[DATASET ENTRIES — start]
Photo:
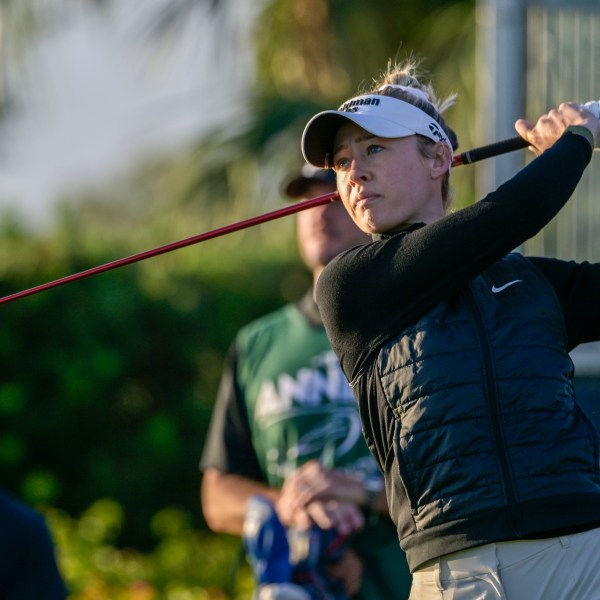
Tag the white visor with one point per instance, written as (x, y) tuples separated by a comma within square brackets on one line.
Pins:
[(383, 116)]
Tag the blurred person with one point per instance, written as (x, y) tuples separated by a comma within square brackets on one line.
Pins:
[(28, 567), (285, 431), (457, 348)]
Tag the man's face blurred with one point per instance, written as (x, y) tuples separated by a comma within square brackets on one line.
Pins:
[(325, 231)]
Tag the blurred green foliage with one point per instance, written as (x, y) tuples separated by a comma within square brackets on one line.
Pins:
[(106, 389), (185, 564)]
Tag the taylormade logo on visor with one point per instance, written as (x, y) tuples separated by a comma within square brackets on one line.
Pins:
[(352, 105), (383, 116)]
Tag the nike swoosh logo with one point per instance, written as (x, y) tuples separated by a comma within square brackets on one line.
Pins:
[(496, 290)]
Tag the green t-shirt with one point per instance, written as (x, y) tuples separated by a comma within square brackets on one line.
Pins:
[(283, 401)]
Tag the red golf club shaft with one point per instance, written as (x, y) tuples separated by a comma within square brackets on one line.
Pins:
[(465, 158)]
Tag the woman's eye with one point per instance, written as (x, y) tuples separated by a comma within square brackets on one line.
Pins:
[(341, 164), (374, 149)]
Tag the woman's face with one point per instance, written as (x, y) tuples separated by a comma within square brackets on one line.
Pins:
[(386, 184)]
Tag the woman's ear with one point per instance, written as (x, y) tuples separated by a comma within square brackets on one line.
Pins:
[(442, 159)]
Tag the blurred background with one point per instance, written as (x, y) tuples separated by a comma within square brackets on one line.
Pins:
[(126, 125)]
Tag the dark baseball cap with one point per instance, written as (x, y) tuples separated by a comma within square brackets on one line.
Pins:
[(309, 175)]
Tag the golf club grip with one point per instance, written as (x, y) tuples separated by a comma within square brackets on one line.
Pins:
[(501, 147)]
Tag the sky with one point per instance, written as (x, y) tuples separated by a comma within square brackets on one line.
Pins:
[(93, 96)]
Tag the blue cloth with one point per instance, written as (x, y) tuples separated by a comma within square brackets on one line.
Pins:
[(28, 567)]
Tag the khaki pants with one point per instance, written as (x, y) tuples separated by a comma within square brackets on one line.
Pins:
[(561, 568)]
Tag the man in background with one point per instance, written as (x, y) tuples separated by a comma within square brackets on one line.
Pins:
[(285, 427)]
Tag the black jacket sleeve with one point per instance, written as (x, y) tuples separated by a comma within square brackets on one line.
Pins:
[(372, 292)]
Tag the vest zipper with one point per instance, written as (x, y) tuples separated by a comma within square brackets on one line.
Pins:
[(491, 398)]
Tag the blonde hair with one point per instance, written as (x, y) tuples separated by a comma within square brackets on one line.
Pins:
[(409, 74)]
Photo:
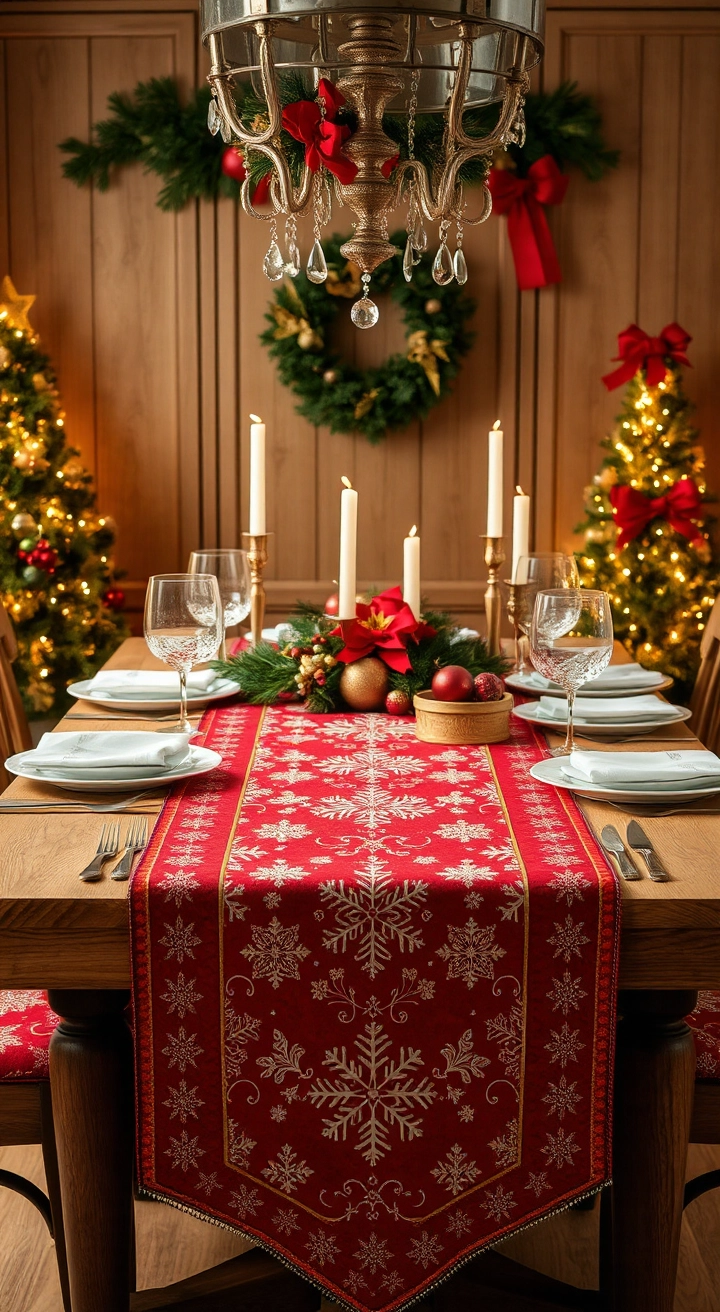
[DATASET ENTRIES — finish]
**WHAT THE TASK REQUIRES**
Exactness is what counts here: copy each entry as given and omit its pictures.

**TASK ANSWER**
Photo:
Tag the white visor with one point per instance, written as (x, y) tuples separated by a comma within square brackets on one line.
Pins:
[(383, 116)]
Tag the blurred person with one point per instance, written as (x, y) tuples separated by a comma within square brackets on one line.
Pins:
[(28, 567), (285, 431), (457, 348)]
Tag the man's face blurred with one point per instance, written as (x, y) tuples separated by a comma within square brackets on one line.
Pins:
[(325, 231)]
Tag the blurred green foliage with one point per instance, written as (x, y) tuples separated by a comma within square brackets on one line.
Pins:
[(106, 389), (185, 564)]
Tag the taylormade logo on visor with one point per instance, written as (x, y) tuples separated by a comma within square brackets on one line.
Pins:
[(352, 105), (383, 116)]
Tag the nike swoosh logo with one point per instance, written as (x, y) tuples separated by a comma within square brackets on one line.
Pins:
[(496, 290)]
Tag the green t-shirt with one point per instance, written as (x, y) tuples separated by a comma within square brackets on one line.
Pins:
[(283, 401)]
Tag the red golf club shaft with one point per instance, written as (x, y) tuples separated by a comma within square brackets on one line.
Pins:
[(465, 158)]
Tag the woman's eye with one point per instance, written as (x, y) tuples separated by a comma within square brackets on one line.
Pins:
[(341, 164), (374, 149)]
Tag the woman's face with one point per instance, written as (x, y) tuples separated by a comma within square brackets on one line.
Pins:
[(386, 184)]
Tag the woman's ear with one point per instance, written as (x, y) tuples separated by a comma within square brackets on one line.
Pins:
[(442, 159)]
Tag the blurred background with one point per instance, written as (x, y) tuples separated by a comma within square brackets on one line.
Pins:
[(126, 125)]
Tag the dark baseball cap with one point per instance, written as (x, y) tuples separated by a comma within square brackets on one line.
Pins:
[(309, 175)]
Tag the golf club grip with one point per instance, written as (x, y) tuples separated by a comma within square brackets on one line.
Pins:
[(501, 147)]
Tag the sky with one point per instance, written as (x, y) tuples separated by a comma within square brackets on one line.
Pins:
[(93, 96)]
Tag the blue cloth with one point per instance, written as (x, y) tuples separated by a comma within square brackets on one line.
Pins:
[(28, 567)]
Tag the khaki pants with one point per instance, written as (x, y) tuples separated by a comma within square brackets on one line.
Pins:
[(561, 568)]
Tag the man in background with one point per instance, written as (x, y) tuples separated by a comma within square brackets on one line.
Pins:
[(285, 427)]
Tag the black jacket sleeve with one point per instance, written as (x, y) tuples separated by a comma within square brackets on one line.
Pins:
[(372, 292)]
Tag the vest zipper with one point per instance, written as (x, y) tuples separated by a comma within square brackets on one line.
Pins:
[(491, 398)]
Tag the blonde hair with one point per instance, written as (x, y) tuples separated by a comma within square brackets on one line.
Pins:
[(409, 74)]
Photo:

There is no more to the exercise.